» PROBLEM STATEMENT
Reproduce the passage of the VDI testing write-up below, word for word, from "attached below, you" up to and including "in Heaven (Part2)".

» PASSAGE GIVEN
Ok, this is a very hot topic to discuss, there are a lot of new “specific to VDI” AV solutions out there, the one that we used here wasn’t based around the vShield Endpoint API and boy, you could tell that

attached below, you can see a B200 that was perfectly capable of running 70 users before AV and now it runs 70 users with AV on, the showed the ugly head of %RDY again, so PLEASE, PLEASE PLEASE, make sure you evaluate a proper AV solution or otherwise, you are going to pay (literally speaking) a lot for the overhead that non VDI AV will bring to your environment..to be fair with the AV vendor that was used here, I wouldn’t mention the company name as the customer turned to them and they said that are in a work on a better solution..

Storage Considerations:

So, it’s one thing to preach your customers about EMC FAST CACHE:

Permanent link to CITRIX XenDesktop 5 on EMC VNX – Match made in Heaven (Part1)

and here:

Permanent link to CITRIX XenDesktop 5 on EMC VNX – Match made in Heaven (Part2)

and It’s another thing to actually eat your own dogfood with no net and see the numbers in real action, so let’s start

Read / Writes:

VDI workload (as oppose to the common belief) tend to have a very high Write percentage, how much exactly, well, it depends, I’ve seen numbers varies from 40-60% for writes, so make sure your storage array cache support both read AND writes caching technologies.

on the figure below, you can see Writes peaking from 40-60% during the test

let’s see some more numbers from the FAST CACHE perspective:

Booting simultaneously 2000 VMs on VNX 5700 (16:32)

80K IOPS in total (40K each SP).

A great response time !

A great Fast Cache utilization: (yes, 1.000 actually means near 100% writes were caches while almost 87% of the reads were absorbed by the FAST CACHE..yep, I know it sounds crazy but in a good way!

Total SP’s Utilization, they remained well below 80% (great!!!, in fact if you take a closer look you can see that the average utilization was more in the region of 60-65% utilization, also, as a real life consideration, it is very rare that all the users will work in 100% concurrency, not to mention that loginVSI simulate users that are doing heavy tasks again and again and again…my bottom line is that this VNX is far more capable in real life scenario and you can probably far more users..

Network Considerations:

Network Performance Analysis – Ethernet/IP Network.

We used the below LAN topology network for vBlock internal and external connectivity..

Key Highlights:

Overview:

  1. All links that were used, inside and out of the vBlock were running at 10 Gbps speed.
  2. Connectivity between the blade server’s chassis and the UCS 6100s was 80 Gbps.  It was formed from a total of 8 uplinks of 10 Gbps using FCoE (Ethernet and Fibre channel on same link).  All links were active. We used copper SFP+ cables.
  3. Connectivity between the two UCS 6100 and the two  Nexus 5000 were of 80.  we used total of 4 uplinks of 10Gbps, for Ethernet only, to connect a UCS 6100 to a Nexus 5000. We used copper SFP+ cables.
  4. From the Nexus 5000 to the Nexus 7000 we used total of 4 uplinks of 10Gbps Ethernet. 2 from each Nexus 5000. We used single Nexus 7010. We used optical cables.
  5. To monitor traffic between the vBlock and the external  “user network” we engineered all Ethernet traffic to one of the uplinks only (The red dot at the topology map above). This interface is “Ethernet  1/37” on “Nexus 5020-A-2”

» PROVIDED RECORDS
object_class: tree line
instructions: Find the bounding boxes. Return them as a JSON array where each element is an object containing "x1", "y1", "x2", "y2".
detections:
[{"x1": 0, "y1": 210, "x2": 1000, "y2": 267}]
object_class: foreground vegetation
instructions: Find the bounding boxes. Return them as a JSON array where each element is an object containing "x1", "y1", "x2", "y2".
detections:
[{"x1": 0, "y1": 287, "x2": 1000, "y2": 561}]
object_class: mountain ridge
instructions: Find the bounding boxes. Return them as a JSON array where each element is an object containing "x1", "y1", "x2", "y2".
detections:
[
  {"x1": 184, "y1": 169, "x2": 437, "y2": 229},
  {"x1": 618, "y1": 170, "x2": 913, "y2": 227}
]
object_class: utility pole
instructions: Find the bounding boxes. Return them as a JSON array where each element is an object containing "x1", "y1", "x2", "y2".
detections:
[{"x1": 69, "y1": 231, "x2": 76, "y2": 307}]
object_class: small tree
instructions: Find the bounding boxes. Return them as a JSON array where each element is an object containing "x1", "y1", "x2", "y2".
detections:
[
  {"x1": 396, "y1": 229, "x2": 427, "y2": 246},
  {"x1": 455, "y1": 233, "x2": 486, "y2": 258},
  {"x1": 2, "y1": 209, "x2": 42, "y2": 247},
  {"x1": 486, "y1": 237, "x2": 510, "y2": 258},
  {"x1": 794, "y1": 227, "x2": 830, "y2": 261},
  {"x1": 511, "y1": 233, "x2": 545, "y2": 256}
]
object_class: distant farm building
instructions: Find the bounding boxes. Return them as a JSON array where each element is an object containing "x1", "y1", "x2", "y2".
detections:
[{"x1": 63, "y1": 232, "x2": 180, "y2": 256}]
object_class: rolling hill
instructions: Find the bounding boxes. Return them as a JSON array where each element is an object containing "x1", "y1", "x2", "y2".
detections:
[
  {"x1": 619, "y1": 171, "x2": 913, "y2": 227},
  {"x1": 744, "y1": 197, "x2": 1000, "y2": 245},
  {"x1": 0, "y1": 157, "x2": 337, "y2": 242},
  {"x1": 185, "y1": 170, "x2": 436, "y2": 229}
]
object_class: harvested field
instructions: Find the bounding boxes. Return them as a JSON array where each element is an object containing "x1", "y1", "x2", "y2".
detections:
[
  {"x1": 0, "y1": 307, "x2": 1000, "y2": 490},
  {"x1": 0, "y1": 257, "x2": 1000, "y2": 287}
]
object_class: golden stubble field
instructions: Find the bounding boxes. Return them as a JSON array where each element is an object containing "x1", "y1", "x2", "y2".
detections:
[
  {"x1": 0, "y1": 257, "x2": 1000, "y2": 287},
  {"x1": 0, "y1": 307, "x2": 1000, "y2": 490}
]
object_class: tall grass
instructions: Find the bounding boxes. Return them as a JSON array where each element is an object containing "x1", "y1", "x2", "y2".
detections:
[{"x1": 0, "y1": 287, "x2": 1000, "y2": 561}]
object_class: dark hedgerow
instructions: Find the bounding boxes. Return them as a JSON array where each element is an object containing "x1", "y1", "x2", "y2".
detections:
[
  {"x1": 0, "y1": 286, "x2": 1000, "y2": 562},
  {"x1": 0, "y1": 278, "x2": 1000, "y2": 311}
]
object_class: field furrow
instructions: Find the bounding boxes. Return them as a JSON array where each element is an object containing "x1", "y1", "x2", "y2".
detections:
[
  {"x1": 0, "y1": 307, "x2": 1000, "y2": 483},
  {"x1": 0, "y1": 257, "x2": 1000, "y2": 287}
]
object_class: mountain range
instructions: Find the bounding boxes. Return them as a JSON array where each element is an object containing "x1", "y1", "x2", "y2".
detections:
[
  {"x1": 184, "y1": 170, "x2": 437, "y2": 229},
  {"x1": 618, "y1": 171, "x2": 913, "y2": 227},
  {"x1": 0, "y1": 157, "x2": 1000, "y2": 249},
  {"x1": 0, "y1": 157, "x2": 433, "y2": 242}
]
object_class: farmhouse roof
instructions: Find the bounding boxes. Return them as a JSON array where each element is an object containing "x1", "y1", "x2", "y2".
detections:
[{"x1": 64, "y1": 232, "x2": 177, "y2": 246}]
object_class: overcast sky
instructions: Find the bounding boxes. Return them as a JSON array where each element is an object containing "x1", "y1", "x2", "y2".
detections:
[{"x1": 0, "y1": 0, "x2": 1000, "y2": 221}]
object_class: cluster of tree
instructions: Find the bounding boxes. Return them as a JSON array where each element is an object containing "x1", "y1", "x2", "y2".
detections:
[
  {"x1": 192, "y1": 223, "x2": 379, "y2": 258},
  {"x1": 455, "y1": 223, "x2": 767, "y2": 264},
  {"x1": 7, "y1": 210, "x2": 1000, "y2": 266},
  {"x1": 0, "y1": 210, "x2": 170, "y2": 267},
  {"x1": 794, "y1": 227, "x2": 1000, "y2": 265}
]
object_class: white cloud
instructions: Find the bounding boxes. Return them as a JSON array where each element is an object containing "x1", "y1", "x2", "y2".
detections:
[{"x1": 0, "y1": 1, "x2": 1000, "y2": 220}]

» COMPLETE OUTPUT
attached below, you can see a B200 that was perfectly capable of running 70 users before AV and now it runs 70 users with AV on, the showed the ugly head of %RDY again, so PLEASE, PLEASE PLEASE, make sure you evaluate a proper AV solution or otherwise, you are going to pay (literally speaking) a lot for the overhead that non VDI AV will bring to your environment..to be fair with the AV vendor that was used here, I wouldn’t mention the company name as the customer turned to them and they said that are in a work on a better solution..

Storage Considerations:

So, it’s one thing to preach your customers about EMC FAST CACHE:

Permanent link to CITRIX XenDesktop 5 on EMC VNX – Match made in Heaven (Part1)

and here:

Permanent link to CITRIX XenDesktop 5 on EMC VNX – Match made in Heaven (Part2)